Howard knew between his postgame press conference and when he released a statement that he had made a mistake.
“I care,” Howard said. “I have a heart, and I knew when I got back on the bus that I was upset with how I conducted myself during that moment at the press conference. What I said wasn’t from the heart, and as you know, the next day, after reflecting and thinking about it, that statement that I made came from the heart. That was what I meant to say, and that’s what came from the heart. That was what I meant to say, and I apologize for my actions.”
Howard is back in the fold after serving his five-game suspension for slapping assistant coach Joe Krabbenhoft at the end of a Feb. 20 game against the Wisconsin Badgers.
The altercation not only cost Howard five games, but he was also hit in the pockets, receiving a hefty $40,000 fine.
Although he hasn’t reached out to the Badgers coaching staff, Howard said he plans to after the season is over, because he knows that, like him, Badgers head coach Greg Gard is involved in trying to get his team to the finish line.
Howard met with each member of the team Monday during the group’s off day, as they prepare for the second round of the Big Ten Tournament, during which they will match up against Mike Woodson and his Indiana Hoosiers.
Howard said he wanted to meet with his student-athletes one by one to see how he could improve their partnership.
“I love talking to people face-to-face instead of on the phone,” Howard said. “I wanted to talk to them individually and see how we could come together, because it is a partnership. We are embarking on a goal that all of us are trying to achieve, which is a Big Ten title and an NCAA title, if we get the opportunity to compete for postseason play in March.”
Howard said that Hunter Dickinson stopped by his home while he was away from the sideline.
“Knowing that your players who you’re in the trenches with were so supportive and cared about me and my well-being was everything to me,” Howard said. “Having Hunter come by the house was very touching.”
“We had a conversation the next day,” Howard said. “As we all decompressed, we talked, and it was a good conversation about accountability, taking ownership, no excuses, and we talked about learning through this process. I also reached out to the student-athletes’ parents, as well. They have all been extremely supportive.”
Howard’s first game back on the sideline will tip-off at 11:30 a.m. Thursday, as Michigan tries to solidify its NCAA Tournament standing against Indiana.

Stored records →
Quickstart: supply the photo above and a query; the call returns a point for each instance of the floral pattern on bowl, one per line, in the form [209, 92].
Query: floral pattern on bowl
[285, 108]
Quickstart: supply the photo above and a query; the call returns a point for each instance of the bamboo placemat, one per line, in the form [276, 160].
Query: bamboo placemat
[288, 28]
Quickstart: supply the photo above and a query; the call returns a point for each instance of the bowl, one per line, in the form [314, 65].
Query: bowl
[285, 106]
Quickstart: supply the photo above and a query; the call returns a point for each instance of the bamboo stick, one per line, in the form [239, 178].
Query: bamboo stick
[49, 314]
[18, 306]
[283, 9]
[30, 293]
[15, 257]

==

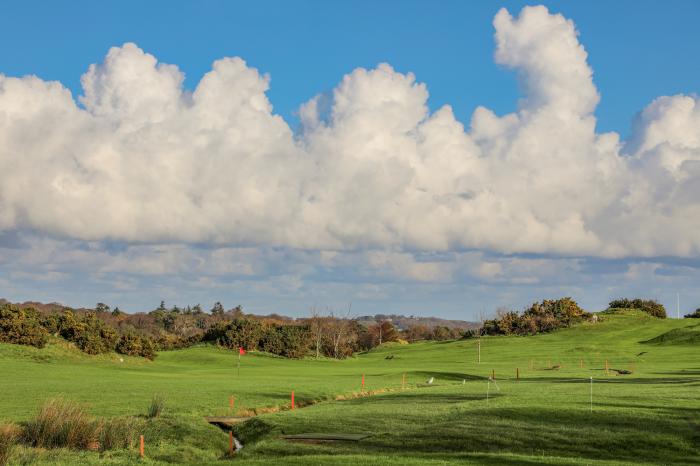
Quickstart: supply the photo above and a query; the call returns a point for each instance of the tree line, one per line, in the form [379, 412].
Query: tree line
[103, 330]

==

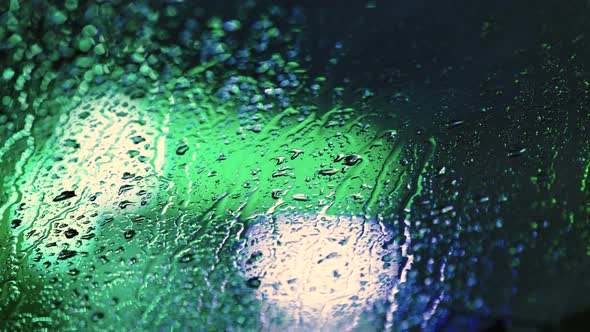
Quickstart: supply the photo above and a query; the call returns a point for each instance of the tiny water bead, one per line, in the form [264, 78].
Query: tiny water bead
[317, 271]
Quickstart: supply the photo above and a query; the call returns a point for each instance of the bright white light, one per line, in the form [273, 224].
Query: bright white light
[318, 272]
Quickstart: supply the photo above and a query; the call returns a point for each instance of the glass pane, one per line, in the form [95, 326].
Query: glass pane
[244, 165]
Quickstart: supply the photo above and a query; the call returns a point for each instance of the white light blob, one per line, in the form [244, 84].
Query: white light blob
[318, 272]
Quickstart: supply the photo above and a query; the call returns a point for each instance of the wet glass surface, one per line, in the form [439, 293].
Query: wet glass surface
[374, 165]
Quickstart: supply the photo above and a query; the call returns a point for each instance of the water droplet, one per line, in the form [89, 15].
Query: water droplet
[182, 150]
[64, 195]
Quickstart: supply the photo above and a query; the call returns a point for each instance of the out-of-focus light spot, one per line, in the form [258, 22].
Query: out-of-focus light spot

Set tasks →
A – Summarize the passage on Howard's return in two sentences.
B – Reproduce the stretch from "Howard is back" through "improve their partnership." in the passage on Howard's return.
Base each answer solely on the passage on Howard's return, without drawing on the items.

Answers for the exercise →
A – Howard has returned after serving a five-game suspension and paying a $40,000 fine for slapping assistant coach Joe Krabbenhoft at the end of a Feb. 20 game against Wisconsin, and he apologized, saying his press-conference remarks were not from the heart. Back with the team, he met individually with each player on Monday to improve their partnership, and his first game back will tip off at 11:30 a.m. Thursday against Indiana.

B –
Howard is back in the fold after serving his five-game suspension for slapping assistant coach Joe Krabbenhoft at the end of a Feb. 20 game against the Wisconsin Badgers.
The altercation not only cost Howard five games, but he was also hit in the pockets, receiving a hefty $40,000 fine.
Although he hasn’t reached out to the Badgers coaching staff, Howard said he plans to after the season is over, because he knows that, like him, Badgers head coach Greg Gard is involved in trying to get his team to the finish line.
Howard met with each member of the team Monday during the group’s off day, as they prepare for the second round of the Big Ten Tournament, during which they will match up against Mike Woodson and his Indiana Hoosiers.
Howard said he wanted to meet with his student-athletes one by one to see how he could improve their partnership.